* Activity: Write out, with no changes, every line starting at the one that contains "snow with a single point per instance." and ending at the last line of the data below. Leave pictures out.

* Data for this exercise:
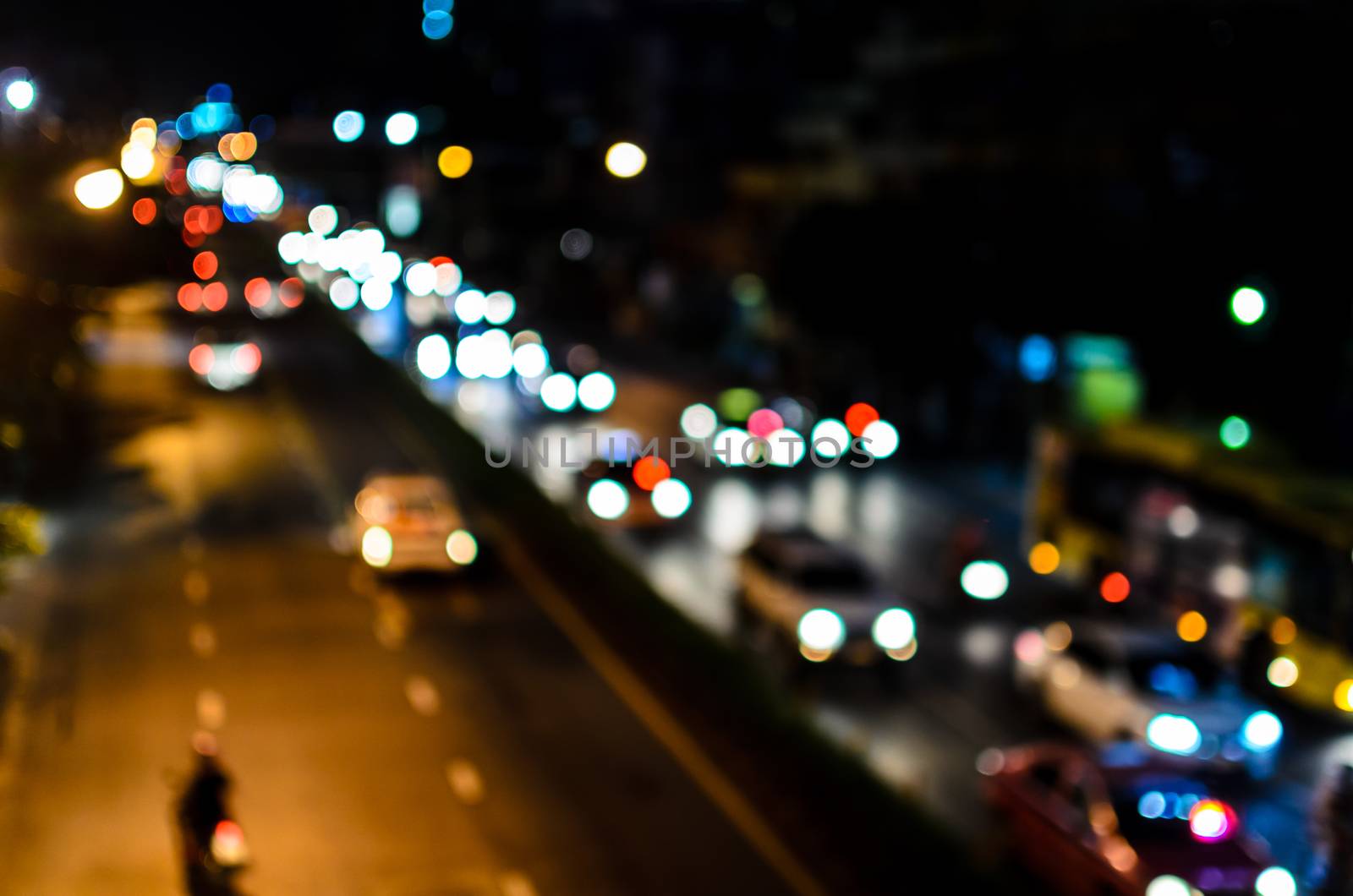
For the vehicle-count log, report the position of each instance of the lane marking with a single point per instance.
(202, 637)
(516, 884)
(423, 696)
(196, 587)
(466, 781)
(211, 709)
(624, 682)
(392, 621)
(660, 722)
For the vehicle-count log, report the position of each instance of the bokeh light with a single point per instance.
(455, 161)
(205, 265)
(698, 421)
(348, 125)
(608, 499)
(671, 499)
(1235, 432)
(19, 94)
(401, 128)
(1248, 305)
(1191, 627)
(831, 437)
(1044, 558)
(879, 439)
(559, 393)
(433, 356)
(99, 189)
(595, 391)
(1283, 672)
(1115, 587)
(984, 580)
(144, 210)
(858, 417)
(626, 160)
(649, 472)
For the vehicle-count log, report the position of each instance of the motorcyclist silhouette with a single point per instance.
(200, 811)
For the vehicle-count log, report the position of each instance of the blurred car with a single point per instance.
(408, 522)
(1123, 682)
(626, 504)
(223, 360)
(1127, 822)
(822, 601)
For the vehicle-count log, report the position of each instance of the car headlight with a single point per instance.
(1262, 731)
(822, 630)
(1275, 882)
(1169, 885)
(895, 628)
(376, 546)
(1174, 734)
(462, 547)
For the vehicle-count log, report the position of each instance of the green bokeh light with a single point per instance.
(1235, 432)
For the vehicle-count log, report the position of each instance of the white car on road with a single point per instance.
(410, 522)
(822, 600)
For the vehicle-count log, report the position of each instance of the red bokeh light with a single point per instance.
(859, 416)
(144, 210)
(1115, 587)
(214, 295)
(257, 292)
(189, 297)
(205, 265)
(764, 423)
(649, 472)
(200, 359)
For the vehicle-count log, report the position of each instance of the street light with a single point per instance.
(626, 160)
(19, 94)
(101, 188)
(1248, 306)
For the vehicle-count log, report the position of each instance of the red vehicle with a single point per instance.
(1125, 823)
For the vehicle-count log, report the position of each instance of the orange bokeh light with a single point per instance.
(1115, 587)
(200, 359)
(189, 297)
(144, 210)
(649, 472)
(205, 265)
(257, 292)
(214, 295)
(859, 416)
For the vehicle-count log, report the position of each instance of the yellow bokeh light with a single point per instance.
(1343, 695)
(455, 161)
(1283, 631)
(99, 189)
(244, 145)
(1045, 558)
(1283, 672)
(626, 160)
(137, 160)
(1192, 627)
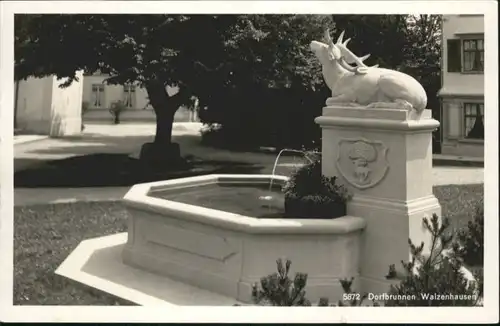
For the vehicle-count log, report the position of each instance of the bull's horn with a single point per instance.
(363, 58)
(328, 38)
(339, 41)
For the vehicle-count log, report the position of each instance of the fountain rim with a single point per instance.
(138, 198)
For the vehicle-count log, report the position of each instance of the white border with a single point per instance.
(489, 313)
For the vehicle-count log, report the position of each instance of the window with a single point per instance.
(473, 55)
(474, 124)
(129, 96)
(97, 96)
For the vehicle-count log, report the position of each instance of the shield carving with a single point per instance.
(362, 162)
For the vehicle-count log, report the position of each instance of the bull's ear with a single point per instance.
(349, 58)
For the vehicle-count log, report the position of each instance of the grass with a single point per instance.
(44, 235)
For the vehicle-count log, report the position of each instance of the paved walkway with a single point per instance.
(127, 138)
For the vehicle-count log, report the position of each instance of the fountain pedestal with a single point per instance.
(384, 157)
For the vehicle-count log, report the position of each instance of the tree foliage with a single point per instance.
(255, 74)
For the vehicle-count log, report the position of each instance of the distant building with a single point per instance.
(99, 97)
(462, 92)
(42, 107)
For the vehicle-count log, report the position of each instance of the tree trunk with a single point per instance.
(165, 108)
(164, 123)
(162, 154)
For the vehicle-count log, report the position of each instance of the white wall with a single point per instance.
(33, 105)
(44, 108)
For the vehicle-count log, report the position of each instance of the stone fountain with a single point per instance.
(209, 232)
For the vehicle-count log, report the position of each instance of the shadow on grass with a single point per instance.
(116, 170)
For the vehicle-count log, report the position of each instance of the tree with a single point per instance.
(204, 55)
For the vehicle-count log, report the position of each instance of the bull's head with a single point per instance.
(339, 53)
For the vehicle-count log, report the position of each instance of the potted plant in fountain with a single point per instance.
(309, 194)
(116, 109)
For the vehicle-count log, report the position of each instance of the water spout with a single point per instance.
(304, 154)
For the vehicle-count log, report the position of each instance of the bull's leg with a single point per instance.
(397, 104)
(341, 99)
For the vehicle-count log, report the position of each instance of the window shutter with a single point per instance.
(454, 62)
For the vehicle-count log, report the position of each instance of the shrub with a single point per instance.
(116, 109)
(436, 274)
(308, 193)
(470, 244)
(278, 289)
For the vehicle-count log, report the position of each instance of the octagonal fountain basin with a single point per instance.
(223, 233)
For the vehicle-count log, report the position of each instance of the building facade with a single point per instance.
(462, 91)
(42, 107)
(100, 97)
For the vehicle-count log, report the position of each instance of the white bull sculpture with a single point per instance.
(370, 87)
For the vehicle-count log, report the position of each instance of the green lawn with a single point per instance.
(44, 235)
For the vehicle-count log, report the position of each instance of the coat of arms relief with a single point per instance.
(362, 162)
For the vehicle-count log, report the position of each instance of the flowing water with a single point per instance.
(285, 150)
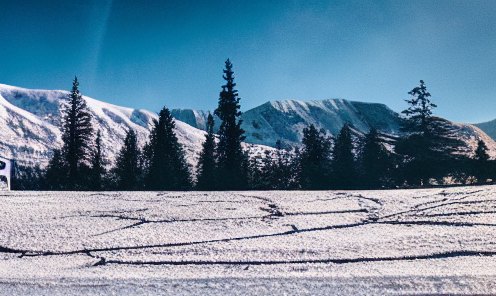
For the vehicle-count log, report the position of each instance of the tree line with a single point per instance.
(428, 152)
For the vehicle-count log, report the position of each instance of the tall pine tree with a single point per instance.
(98, 171)
(428, 143)
(168, 169)
(314, 160)
(344, 173)
(482, 165)
(375, 161)
(128, 171)
(77, 134)
(206, 170)
(232, 163)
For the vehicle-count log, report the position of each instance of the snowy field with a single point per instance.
(429, 241)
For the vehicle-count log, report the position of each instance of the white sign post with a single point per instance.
(5, 170)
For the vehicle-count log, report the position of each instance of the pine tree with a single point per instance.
(128, 171)
(375, 162)
(232, 163)
(56, 173)
(314, 160)
(98, 171)
(482, 166)
(77, 134)
(344, 173)
(168, 169)
(206, 169)
(428, 143)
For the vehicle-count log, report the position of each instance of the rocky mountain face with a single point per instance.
(30, 124)
(195, 118)
(285, 121)
(488, 127)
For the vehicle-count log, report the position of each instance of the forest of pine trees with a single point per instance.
(425, 154)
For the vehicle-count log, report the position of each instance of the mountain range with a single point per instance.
(30, 123)
(488, 127)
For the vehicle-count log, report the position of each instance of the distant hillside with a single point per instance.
(195, 118)
(285, 120)
(30, 125)
(488, 127)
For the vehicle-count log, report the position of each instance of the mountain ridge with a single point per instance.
(30, 124)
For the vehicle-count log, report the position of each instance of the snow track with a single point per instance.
(446, 235)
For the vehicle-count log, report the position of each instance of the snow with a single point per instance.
(215, 243)
(26, 129)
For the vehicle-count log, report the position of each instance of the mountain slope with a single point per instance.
(30, 125)
(488, 127)
(195, 118)
(285, 120)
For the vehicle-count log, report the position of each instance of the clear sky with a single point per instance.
(147, 54)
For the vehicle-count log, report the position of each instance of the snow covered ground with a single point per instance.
(261, 243)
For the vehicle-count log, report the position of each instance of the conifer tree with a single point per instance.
(482, 167)
(56, 173)
(128, 170)
(206, 169)
(314, 160)
(428, 143)
(344, 173)
(98, 171)
(77, 133)
(232, 163)
(168, 169)
(375, 162)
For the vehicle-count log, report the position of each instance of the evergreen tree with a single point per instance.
(206, 169)
(76, 134)
(344, 173)
(375, 162)
(98, 171)
(232, 163)
(168, 169)
(56, 173)
(27, 177)
(314, 160)
(482, 166)
(128, 171)
(428, 143)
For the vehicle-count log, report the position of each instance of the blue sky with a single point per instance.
(147, 54)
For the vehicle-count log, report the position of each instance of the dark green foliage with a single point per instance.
(168, 169)
(232, 163)
(428, 143)
(128, 171)
(376, 162)
(26, 178)
(483, 168)
(56, 174)
(420, 111)
(98, 172)
(76, 134)
(344, 173)
(314, 160)
(206, 169)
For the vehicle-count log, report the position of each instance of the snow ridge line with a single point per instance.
(31, 253)
(274, 213)
(442, 255)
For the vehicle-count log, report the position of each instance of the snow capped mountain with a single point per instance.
(30, 125)
(488, 127)
(285, 120)
(195, 118)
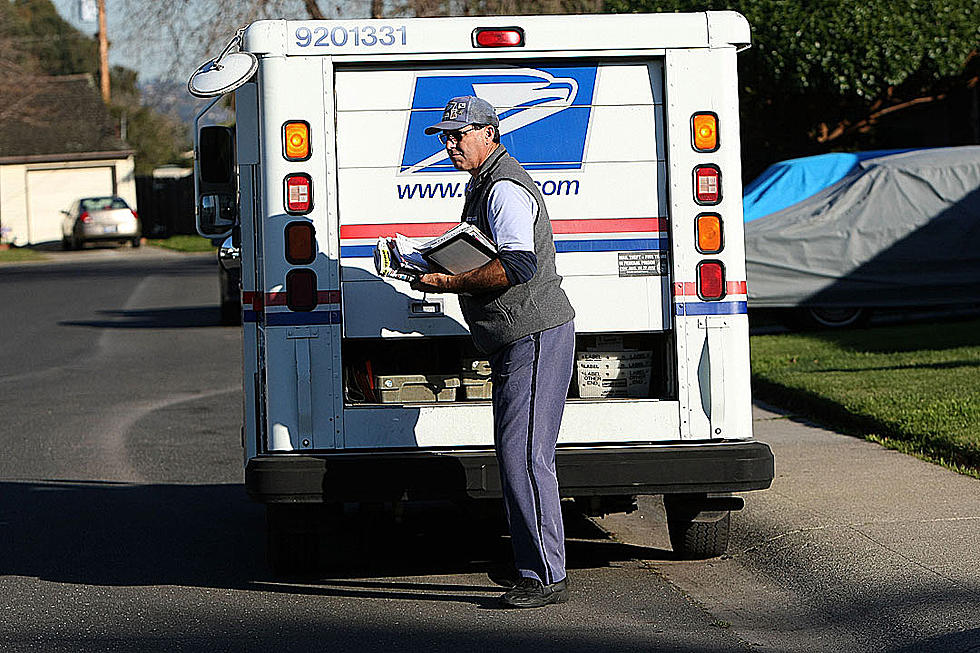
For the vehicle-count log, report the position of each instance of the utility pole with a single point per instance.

* Task solution:
For the vehicle-count log, report the position of each instance of the snow with a single point per instance.
(215, 243)
(26, 129)
For the vehicle-count log, report the position of each instance of the mountain slope with a single point per instance.
(30, 125)
(488, 127)
(195, 118)
(285, 120)
For the vehicle-count log, report the position of each instance of the clear sky with a single point per instance.
(147, 54)
For the vehicle-count log, report the position of each instance of the snow covered ground with a single point per instance.
(261, 243)
For the vehicle-count log, report the position of each instance of the conifer tree with a single point per instance.
(482, 167)
(56, 173)
(128, 170)
(206, 169)
(314, 160)
(428, 143)
(344, 173)
(98, 171)
(77, 133)
(232, 163)
(168, 169)
(375, 162)
For the vehicle-count log, report the position of each instance of the evergreen tree with a single point per instance.
(206, 169)
(76, 134)
(344, 173)
(375, 162)
(98, 171)
(232, 163)
(168, 169)
(56, 173)
(27, 177)
(314, 160)
(482, 166)
(128, 171)
(428, 143)
For the vehicle-count log, report the position of each instance of the blue sky with a single point per instance.
(147, 54)
For the vehicle-count log, report the position of each instance of the dark green foliage with a single point per instance.
(168, 169)
(232, 163)
(428, 143)
(128, 171)
(376, 162)
(26, 178)
(483, 168)
(56, 174)
(420, 111)
(98, 172)
(76, 134)
(344, 173)
(314, 160)
(206, 169)
For the vehicle-count log, report the position of each instance of the snow ridge line with a single point per instance.
(31, 253)
(274, 213)
(442, 255)
For the vehicle-count log, report the position of each instance of the snow capped mountain with a single point per instance.
(30, 125)
(488, 127)
(285, 120)
(195, 118)
For the vehicle-count log, report the position of each instance of the utility pole with a single point per instance.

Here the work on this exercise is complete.